WHAT TO DO |
Rewrite as a numbered list the lines from the one containing "Pop quiz! Can you mark the green grass" through the one containing "[292,307,314,329]", including both. Leave out any blank lines.

TASK MATERIAL |
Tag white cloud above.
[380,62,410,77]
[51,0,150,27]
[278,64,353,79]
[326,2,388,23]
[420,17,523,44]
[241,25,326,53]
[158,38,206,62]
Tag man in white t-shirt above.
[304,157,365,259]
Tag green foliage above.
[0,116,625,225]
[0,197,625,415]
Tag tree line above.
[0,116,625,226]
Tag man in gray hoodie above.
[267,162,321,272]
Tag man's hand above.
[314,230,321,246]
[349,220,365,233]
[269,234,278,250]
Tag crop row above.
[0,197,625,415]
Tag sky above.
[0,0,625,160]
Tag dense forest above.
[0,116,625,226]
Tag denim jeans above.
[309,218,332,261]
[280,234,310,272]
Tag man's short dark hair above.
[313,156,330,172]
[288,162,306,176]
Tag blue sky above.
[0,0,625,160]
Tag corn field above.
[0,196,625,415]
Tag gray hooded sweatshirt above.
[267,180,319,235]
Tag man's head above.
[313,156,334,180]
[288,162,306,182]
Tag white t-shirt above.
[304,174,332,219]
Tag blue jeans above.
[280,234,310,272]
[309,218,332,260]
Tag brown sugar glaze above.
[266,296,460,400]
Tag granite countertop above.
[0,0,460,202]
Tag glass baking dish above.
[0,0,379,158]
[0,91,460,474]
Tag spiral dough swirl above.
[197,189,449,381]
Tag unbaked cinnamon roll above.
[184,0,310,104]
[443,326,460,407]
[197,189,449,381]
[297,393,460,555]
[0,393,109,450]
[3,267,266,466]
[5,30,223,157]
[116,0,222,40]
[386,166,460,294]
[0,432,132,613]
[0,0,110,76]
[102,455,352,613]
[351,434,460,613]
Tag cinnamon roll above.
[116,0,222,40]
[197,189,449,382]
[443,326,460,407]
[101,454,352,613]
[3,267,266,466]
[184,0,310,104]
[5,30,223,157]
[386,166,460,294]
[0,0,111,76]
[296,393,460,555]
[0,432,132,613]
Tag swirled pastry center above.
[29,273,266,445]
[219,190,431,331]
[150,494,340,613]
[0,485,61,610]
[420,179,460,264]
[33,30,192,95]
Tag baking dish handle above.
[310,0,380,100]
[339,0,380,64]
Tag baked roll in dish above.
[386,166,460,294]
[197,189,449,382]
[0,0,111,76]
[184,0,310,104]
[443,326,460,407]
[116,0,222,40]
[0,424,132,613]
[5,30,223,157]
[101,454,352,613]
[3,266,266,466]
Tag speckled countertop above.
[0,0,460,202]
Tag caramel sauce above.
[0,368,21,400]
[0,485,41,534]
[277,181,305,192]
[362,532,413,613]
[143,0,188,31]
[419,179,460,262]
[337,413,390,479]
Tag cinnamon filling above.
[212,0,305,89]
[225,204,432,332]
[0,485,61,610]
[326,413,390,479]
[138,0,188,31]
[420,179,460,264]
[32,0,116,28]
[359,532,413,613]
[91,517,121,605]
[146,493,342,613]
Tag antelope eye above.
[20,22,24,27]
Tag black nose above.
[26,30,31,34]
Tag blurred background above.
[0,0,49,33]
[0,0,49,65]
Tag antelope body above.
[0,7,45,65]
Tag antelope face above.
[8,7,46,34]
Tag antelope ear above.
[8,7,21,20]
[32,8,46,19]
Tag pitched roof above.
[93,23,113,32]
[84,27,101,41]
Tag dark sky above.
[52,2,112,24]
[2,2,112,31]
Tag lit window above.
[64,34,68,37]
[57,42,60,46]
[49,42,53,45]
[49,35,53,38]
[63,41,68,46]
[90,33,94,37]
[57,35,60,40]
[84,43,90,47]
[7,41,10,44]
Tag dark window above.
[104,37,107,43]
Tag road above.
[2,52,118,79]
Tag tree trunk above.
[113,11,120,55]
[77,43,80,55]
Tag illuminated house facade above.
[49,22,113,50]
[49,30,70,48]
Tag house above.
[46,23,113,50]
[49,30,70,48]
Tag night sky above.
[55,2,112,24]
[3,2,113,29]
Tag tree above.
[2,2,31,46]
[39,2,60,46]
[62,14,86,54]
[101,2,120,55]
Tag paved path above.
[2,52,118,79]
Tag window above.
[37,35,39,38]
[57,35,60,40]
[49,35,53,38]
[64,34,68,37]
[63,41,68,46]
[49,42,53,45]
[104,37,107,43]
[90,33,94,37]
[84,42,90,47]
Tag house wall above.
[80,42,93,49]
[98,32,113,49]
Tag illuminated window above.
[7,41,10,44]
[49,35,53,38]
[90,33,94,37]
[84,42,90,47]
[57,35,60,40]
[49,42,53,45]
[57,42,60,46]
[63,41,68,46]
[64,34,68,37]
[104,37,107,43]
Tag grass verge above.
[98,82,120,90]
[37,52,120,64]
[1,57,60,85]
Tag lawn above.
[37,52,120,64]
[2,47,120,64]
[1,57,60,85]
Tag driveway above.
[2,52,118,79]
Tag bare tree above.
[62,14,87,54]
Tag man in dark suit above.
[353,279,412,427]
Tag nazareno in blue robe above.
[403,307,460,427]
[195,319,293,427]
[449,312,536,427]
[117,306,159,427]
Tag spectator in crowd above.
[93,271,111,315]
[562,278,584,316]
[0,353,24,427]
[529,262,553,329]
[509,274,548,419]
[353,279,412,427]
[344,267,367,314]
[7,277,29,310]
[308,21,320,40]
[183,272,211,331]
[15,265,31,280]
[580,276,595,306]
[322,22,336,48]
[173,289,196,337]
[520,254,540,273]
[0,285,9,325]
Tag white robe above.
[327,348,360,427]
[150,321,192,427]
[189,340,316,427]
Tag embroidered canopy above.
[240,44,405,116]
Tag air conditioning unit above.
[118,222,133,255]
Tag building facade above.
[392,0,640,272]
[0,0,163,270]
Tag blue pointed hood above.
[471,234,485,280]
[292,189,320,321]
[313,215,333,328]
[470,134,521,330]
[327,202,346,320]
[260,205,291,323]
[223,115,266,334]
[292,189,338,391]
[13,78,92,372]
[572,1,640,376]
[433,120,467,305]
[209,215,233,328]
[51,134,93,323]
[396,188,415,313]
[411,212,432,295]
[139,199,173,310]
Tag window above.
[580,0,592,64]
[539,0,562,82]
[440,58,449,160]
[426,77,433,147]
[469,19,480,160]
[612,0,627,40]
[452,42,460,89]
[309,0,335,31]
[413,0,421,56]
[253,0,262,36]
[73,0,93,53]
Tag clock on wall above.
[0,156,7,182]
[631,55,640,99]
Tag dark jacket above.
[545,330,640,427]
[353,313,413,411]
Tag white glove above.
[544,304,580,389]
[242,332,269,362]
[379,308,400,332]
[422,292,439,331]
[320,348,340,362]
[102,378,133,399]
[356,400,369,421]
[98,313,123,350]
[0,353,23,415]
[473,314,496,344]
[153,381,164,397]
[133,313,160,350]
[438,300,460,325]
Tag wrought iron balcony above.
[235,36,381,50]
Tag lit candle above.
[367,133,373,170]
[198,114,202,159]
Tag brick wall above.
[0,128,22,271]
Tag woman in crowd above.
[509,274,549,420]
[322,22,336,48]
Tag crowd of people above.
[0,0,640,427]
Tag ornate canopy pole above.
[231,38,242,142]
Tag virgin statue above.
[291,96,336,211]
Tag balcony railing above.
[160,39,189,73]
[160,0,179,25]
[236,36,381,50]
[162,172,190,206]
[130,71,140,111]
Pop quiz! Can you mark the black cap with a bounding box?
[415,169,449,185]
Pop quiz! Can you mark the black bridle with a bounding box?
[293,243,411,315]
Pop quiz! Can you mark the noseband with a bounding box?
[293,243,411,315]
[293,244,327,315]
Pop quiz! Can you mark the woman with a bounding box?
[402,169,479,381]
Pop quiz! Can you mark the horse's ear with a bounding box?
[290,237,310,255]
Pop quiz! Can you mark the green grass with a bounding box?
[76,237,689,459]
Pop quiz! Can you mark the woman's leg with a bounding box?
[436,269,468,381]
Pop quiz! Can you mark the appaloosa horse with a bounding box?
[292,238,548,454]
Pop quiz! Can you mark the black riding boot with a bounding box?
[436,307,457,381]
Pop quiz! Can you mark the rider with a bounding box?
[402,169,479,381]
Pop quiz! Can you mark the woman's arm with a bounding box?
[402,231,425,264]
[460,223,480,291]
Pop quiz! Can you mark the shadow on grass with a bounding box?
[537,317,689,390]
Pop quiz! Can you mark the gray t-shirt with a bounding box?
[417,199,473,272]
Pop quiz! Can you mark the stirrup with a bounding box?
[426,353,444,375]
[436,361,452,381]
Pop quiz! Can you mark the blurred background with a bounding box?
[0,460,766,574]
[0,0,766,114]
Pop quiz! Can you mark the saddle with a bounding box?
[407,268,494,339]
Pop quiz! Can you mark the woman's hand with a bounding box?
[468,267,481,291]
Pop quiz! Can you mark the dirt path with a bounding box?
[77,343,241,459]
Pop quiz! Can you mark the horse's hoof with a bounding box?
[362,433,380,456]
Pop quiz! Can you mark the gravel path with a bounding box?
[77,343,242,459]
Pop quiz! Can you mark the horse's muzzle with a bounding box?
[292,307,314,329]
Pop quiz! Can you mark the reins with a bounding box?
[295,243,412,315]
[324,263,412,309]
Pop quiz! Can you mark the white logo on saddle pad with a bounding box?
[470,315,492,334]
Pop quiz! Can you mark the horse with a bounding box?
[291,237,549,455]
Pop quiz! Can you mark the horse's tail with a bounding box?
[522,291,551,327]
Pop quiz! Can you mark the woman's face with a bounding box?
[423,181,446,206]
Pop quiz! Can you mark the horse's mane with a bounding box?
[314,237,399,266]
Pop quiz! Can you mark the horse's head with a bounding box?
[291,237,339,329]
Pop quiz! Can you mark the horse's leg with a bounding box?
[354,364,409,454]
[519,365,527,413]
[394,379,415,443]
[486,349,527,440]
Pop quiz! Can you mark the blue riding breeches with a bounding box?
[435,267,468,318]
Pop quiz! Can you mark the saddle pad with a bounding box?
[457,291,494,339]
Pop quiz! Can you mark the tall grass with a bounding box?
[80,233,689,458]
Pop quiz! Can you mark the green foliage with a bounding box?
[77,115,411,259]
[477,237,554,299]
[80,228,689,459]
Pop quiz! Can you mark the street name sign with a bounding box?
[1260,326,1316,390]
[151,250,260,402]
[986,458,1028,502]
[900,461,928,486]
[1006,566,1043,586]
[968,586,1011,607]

EXERCISE RESPONSE |
1. Pop quiz! Can you mark the green grass with a bounding box?
2. [76,237,689,459]
3. Pop quiz! Can you mark the woman's leg with a bounding box?
4. [436,269,468,381]
5. Pop quiz! Can you mark the appaloosa horse with a bounding box?
6. [292,238,548,454]
7. Pop quiz! Can you mark the black riding boot with a bounding box?
8. [436,307,457,381]
9. Pop quiz! Can you mark the rider with a bounding box?
10. [402,169,479,381]
11. Pop quiz! Can you mark the woman's arm with a bounding box?
12. [402,231,425,264]
13. [460,223,480,291]
14. Pop quiz! Can you mark the shadow on grass with a bounding box?
15. [537,317,689,390]
16. Pop quiz! Can you mark the gray t-shirt with a bounding box?
17. [417,199,473,272]
18. Pop quiz! Can you mark the stirrup with a bounding box?
19. [426,353,444,375]
20. [436,361,452,381]
21. Pop quiz! Can you mark the blurred background with a bounding box?
22. [0,460,766,574]
23. [0,0,766,114]
24. Pop quiz! Can you mark the saddle with a bounding box?
25. [407,268,494,339]
26. Pop quiz! Can you mark the woman's hand with a bounding box?
27. [468,267,481,291]
28. Pop quiz! Can you mark the dirt path with a bounding box?
29. [77,343,241,459]
30. Pop quiz! Can you mark the horse's hoof with a bounding box?
31. [362,433,380,456]
32. Pop quiz! Can you mark the gravel path with a bounding box?
33. [77,343,242,459]
34. Pop quiz! Can you mark the horse's muzzle with a bounding box?
35. [292,307,314,329]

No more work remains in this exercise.